** Directions for this task **
Every entry below should appear in the answer exactly as written, apart from the pictures.

Provided records Start Marker

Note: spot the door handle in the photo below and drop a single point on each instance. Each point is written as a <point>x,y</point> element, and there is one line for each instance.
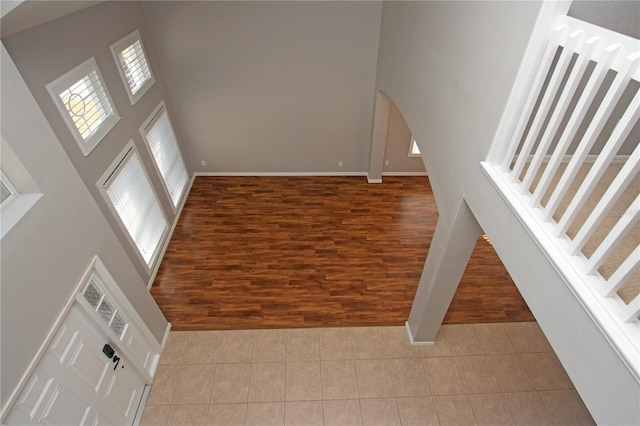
<point>108,351</point>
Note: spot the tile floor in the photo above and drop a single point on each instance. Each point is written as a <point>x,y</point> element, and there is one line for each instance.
<point>485,374</point>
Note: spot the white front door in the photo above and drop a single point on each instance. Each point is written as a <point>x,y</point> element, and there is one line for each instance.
<point>76,383</point>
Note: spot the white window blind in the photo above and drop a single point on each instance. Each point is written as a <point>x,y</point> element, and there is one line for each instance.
<point>85,104</point>
<point>133,65</point>
<point>160,137</point>
<point>132,196</point>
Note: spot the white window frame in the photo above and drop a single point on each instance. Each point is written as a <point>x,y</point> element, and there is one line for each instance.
<point>144,131</point>
<point>116,49</point>
<point>26,192</point>
<point>13,192</point>
<point>111,172</point>
<point>65,82</point>
<point>413,143</point>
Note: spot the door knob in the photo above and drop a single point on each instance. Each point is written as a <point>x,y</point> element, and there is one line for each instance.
<point>108,351</point>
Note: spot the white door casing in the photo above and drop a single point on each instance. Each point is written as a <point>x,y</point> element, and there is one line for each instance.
<point>76,383</point>
<point>74,380</point>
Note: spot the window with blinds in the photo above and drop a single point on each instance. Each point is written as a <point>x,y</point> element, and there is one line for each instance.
<point>84,102</point>
<point>127,187</point>
<point>161,141</point>
<point>133,66</point>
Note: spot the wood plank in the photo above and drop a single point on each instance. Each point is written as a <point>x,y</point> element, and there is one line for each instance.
<point>267,252</point>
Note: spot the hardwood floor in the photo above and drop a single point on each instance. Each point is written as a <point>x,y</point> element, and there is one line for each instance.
<point>261,252</point>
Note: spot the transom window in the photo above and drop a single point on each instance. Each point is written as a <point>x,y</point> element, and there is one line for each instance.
<point>133,65</point>
<point>414,150</point>
<point>83,100</point>
<point>161,141</point>
<point>127,187</point>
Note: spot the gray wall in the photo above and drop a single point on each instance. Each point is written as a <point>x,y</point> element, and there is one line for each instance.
<point>46,254</point>
<point>449,66</point>
<point>46,52</point>
<point>397,146</point>
<point>271,86</point>
<point>619,16</point>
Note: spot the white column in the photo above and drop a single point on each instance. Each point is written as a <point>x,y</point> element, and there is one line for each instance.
<point>447,259</point>
<point>378,137</point>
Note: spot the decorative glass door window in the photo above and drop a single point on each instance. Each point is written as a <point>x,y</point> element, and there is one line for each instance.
<point>84,102</point>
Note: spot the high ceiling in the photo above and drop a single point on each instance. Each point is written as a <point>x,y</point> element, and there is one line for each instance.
<point>21,15</point>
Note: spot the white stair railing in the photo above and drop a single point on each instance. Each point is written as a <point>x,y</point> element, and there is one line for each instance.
<point>570,163</point>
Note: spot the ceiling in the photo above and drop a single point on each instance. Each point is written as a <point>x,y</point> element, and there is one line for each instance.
<point>21,15</point>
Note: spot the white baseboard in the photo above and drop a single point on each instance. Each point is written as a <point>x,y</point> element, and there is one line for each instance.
<point>279,174</point>
<point>166,336</point>
<point>165,245</point>
<point>413,342</point>
<point>404,173</point>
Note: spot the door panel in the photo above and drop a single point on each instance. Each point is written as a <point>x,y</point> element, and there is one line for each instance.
<point>64,408</point>
<point>88,364</point>
<point>85,389</point>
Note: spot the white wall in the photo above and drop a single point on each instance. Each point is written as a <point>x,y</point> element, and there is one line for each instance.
<point>270,86</point>
<point>45,255</point>
<point>449,66</point>
<point>397,147</point>
<point>46,52</point>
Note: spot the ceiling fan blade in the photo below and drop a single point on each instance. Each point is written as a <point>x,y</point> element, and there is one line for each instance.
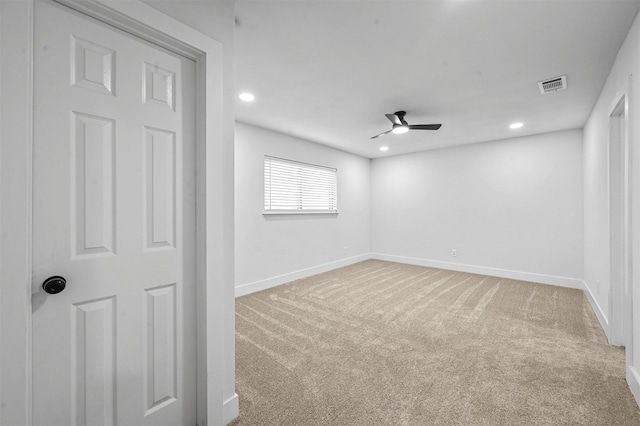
<point>424,126</point>
<point>393,118</point>
<point>381,134</point>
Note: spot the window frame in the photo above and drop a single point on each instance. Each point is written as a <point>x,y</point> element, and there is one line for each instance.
<point>311,168</point>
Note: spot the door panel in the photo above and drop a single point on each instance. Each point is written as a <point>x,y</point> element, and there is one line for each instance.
<point>114,213</point>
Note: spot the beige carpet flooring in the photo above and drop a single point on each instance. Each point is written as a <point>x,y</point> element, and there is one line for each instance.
<point>381,343</point>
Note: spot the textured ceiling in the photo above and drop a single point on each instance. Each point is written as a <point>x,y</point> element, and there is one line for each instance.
<point>328,71</point>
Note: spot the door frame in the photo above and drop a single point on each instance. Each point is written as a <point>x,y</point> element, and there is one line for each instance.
<point>214,262</point>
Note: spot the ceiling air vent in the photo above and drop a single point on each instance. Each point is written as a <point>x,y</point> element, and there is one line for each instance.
<point>552,85</point>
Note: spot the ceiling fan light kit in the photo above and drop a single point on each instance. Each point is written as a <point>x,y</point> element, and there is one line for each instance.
<point>400,125</point>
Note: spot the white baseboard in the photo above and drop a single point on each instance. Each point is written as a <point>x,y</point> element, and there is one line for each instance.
<point>249,288</point>
<point>483,270</point>
<point>633,379</point>
<point>230,409</point>
<point>604,321</point>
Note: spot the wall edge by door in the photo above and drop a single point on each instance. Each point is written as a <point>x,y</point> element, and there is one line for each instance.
<point>213,270</point>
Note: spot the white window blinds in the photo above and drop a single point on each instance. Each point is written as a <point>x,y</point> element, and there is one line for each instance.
<point>293,187</point>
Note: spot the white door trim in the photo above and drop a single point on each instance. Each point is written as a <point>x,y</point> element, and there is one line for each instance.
<point>16,114</point>
<point>619,216</point>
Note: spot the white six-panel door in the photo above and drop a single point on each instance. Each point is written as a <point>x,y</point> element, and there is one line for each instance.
<point>114,214</point>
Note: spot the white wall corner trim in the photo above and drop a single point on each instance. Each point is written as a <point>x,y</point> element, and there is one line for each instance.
<point>602,318</point>
<point>256,286</point>
<point>633,379</point>
<point>230,409</point>
<point>483,270</point>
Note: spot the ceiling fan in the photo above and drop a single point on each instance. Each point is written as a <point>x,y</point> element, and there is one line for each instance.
<point>400,125</point>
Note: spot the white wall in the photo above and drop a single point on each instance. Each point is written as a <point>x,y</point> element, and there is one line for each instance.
<point>272,250</point>
<point>216,19</point>
<point>596,194</point>
<point>213,18</point>
<point>510,208</point>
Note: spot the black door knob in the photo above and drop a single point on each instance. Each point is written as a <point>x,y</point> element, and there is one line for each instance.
<point>54,285</point>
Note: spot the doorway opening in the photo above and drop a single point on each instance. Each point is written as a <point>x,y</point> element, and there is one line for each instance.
<point>619,226</point>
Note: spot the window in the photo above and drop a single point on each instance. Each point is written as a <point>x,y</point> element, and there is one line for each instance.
<point>293,187</point>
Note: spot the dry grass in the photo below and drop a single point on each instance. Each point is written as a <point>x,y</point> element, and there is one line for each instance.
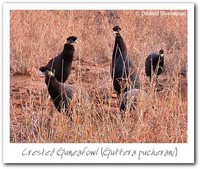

Provided records End Marker

** Task response **
Note: spot the door handle in the photo below and drop a single point on each instance. Each point is written as a <point>x,y</point> element, and there is one line for each instance.
<point>108,351</point>
Note: spot the tile floor in the photo above and drop a single point on each instance. Each point is written as a <point>x,y</point> element, and there is one line for each instance.
<point>485,374</point>
Note: spot the white front door in the photo above and drop a single point on each instance. Each point is written as a <point>x,y</point> element, and there is one line for each instance.
<point>76,383</point>
Note: spot the white window blind in the photo above and drop a single point on each instance. Each point is written as a <point>x,y</point> element, and there is one line for each instance.
<point>85,104</point>
<point>133,65</point>
<point>160,137</point>
<point>132,196</point>
Note: spot the white window frame in the photo above and drop a single point on each instance. Each point is written as a <point>x,y</point> element, and there is one line for each instance.
<point>144,131</point>
<point>116,49</point>
<point>26,192</point>
<point>13,192</point>
<point>111,172</point>
<point>65,82</point>
<point>413,143</point>
Note: spot the door knob in the photo above and drop a single point on each instance. Each point is written as a <point>x,y</point> element, and there is one line for each instance.
<point>108,351</point>
Note: spot the white door casing in the photo above and drop a single point on each instance. Each point is written as a <point>x,y</point> element, and there is one line for each instance.
<point>76,383</point>
<point>74,380</point>
Note: spot the window with blinds in the photo above and drop a single point on each instance. Each point is written as a <point>x,y</point> element, and there is one line for each instance.
<point>84,102</point>
<point>127,187</point>
<point>161,141</point>
<point>133,66</point>
Note: spot the wood plank in the photo above and drop a single point on each instance. Each point is written as a <point>x,y</point> element, and there is one line for each instance.
<point>267,252</point>
Note: spot the hardwood floor in the photo above and drop a single point on each instance. Each point is written as a <point>x,y</point> element, and there is one line for each instance.
<point>261,252</point>
Note: spot the transom window in the photo above and drop a single point on each instance. Each point is written as a <point>x,y</point> element, and there is one line for each instance.
<point>133,65</point>
<point>414,150</point>
<point>83,100</point>
<point>161,141</point>
<point>127,187</point>
Note: spot the gray wall in the photo above and drop a single point on each instance. Each point is written as a <point>x,y</point> element, and there is one line for each instance.
<point>46,254</point>
<point>449,66</point>
<point>46,52</point>
<point>397,146</point>
<point>271,86</point>
<point>619,16</point>
Note: spot the white column in the photo above and drop a single point on each instance. Each point is written as a <point>x,y</point> element, and there is one line for each instance.
<point>447,259</point>
<point>378,137</point>
Note: spot the decorative glass door window in the photo above and drop a single point on each instance. Each point is written as a <point>x,y</point> element, and there is one line for each instance.
<point>84,102</point>
Note: spot the high ceiling in the photo above and drop a single point on each instance. Each point is written as a <point>x,y</point> element, and there is one line for each instance.
<point>21,15</point>
Note: spot the white stair railing in the photo above and drop a single point on each instance. Each point is written as a <point>x,y</point> element, and there is one line for each instance.
<point>570,163</point>
Note: spot the ceiling in the photo above and drop a single point on each instance. Each point is written as a <point>x,y</point> element, and there is one line for each instance.
<point>21,15</point>
Note: spot the white baseboard in the photo above and drop a single point on each instance. Each point is written as a <point>x,y</point> element, and there is one line for each instance.
<point>279,174</point>
<point>166,336</point>
<point>165,245</point>
<point>413,342</point>
<point>404,173</point>
Note: spot the door panel in the photo above and drop a single point on each instance. Each point is written as a <point>x,y</point> element, and there is one line for each instance.
<point>64,408</point>
<point>88,364</point>
<point>85,389</point>
Note: spot the white wall in the photo above and drop a single point on each instance. Each point is written as a <point>x,y</point> element, and there is one line for each instance.
<point>270,86</point>
<point>45,255</point>
<point>449,66</point>
<point>397,147</point>
<point>46,52</point>
Note: spot the ceiling fan blade in the photo below and drop a single point on each instance. Each point is written as a <point>x,y</point> element, and there is one line for each instance.
<point>424,126</point>
<point>393,118</point>
<point>381,134</point>
Note: spot the window frame in the photo above and drop a single point on each instance. Each point is written as a <point>x,y</point> element, and there is one line for each instance.
<point>311,168</point>
Note: spot the door panel in the photo above and drop a single point on each instance. Each point is written as a <point>x,y</point> element, and there is one line for each instance.
<point>114,213</point>
Note: spot the beige carpet flooring in the photo above and drop a single point on each instance. Each point is written as a <point>x,y</point> element, and there is one line for each instance.
<point>381,343</point>
Note: spot the textured ceiling in the photo above and drop a single point on each instance. Each point is written as a <point>x,y</point> element, and there is one line for each instance.
<point>328,71</point>
Note: spot the door frame in the photo above and drop a single point on each instance. Each point is written as a <point>x,y</point> element, and there is one line for each instance.
<point>214,262</point>
Note: spot the ceiling air vent in the photo above and drop a single point on each instance. Each point is written as a <point>x,y</point> element, and there is one line for each instance.
<point>552,85</point>
Note: spot the ceiling fan light kit in the photo above and drop a single point on each instance. Each point is written as a <point>x,y</point> element, and there is one line for each instance.
<point>400,125</point>
Note: spot the white baseboard in the photo above and drop a single point on each instance. Each point is written as a <point>x,y</point> element, and there is one line for each instance.
<point>249,288</point>
<point>483,270</point>
<point>633,379</point>
<point>230,409</point>
<point>604,321</point>
Note: spot the wall edge by door in the photo above and drop a single point on each instance. Each point is written as a <point>x,y</point> element, and there is one line for each instance.
<point>213,270</point>
Note: spot the white window blinds in the photo above and drop a single point on each instance. Each point is written as a <point>x,y</point> element, and there is one line for each instance.
<point>293,187</point>
Note: spot the white door trim in the photo above and drop a single point on each instance. Each point is written as a <point>x,y</point> element, and there is one line for each instance.
<point>16,114</point>
<point>619,216</point>
Note: spot the white six-panel door in the photo above and drop a single point on each instance. Each point is written as a <point>x,y</point> element, and there is one line for each instance.
<point>114,214</point>
Note: spot the white wall corner trim in the photo above and drop a single point on each instance. Each point is written as a <point>x,y</point> element, and there is one line for each instance.
<point>602,318</point>
<point>256,286</point>
<point>633,379</point>
<point>230,409</point>
<point>483,270</point>
Note: spot the ceiling fan in the photo above and drop a single point on each instance. Each point is written as a <point>x,y</point> element, and there is one line for each instance.
<point>400,125</point>
Note: spot the white wall in the photo above and drop a single point on each instance. Each point is written as a <point>x,y</point> element, and there is one line for each instance.
<point>272,250</point>
<point>216,19</point>
<point>596,194</point>
<point>213,18</point>
<point>510,208</point>
Note: spot the black door knob in the photo above and drop a single point on each instance. Each point is written as a <point>x,y</point> element, and there is one line for each instance.
<point>54,285</point>
Note: spot the doorway opening in the photo above and drop a single point on each instance. Each point is written as a <point>x,y</point> element, and there is one line for each instance.
<point>619,226</point>
Note: spot the window in the photo above and drop a single point on each instance. Each point is written as a <point>x,y</point> element, and there is one line for each instance.
<point>293,187</point>
Note: spot the dry grass in the photo below and drop a single point on each instance. Each point is written as a <point>x,y</point> element, and there is one line for each instance.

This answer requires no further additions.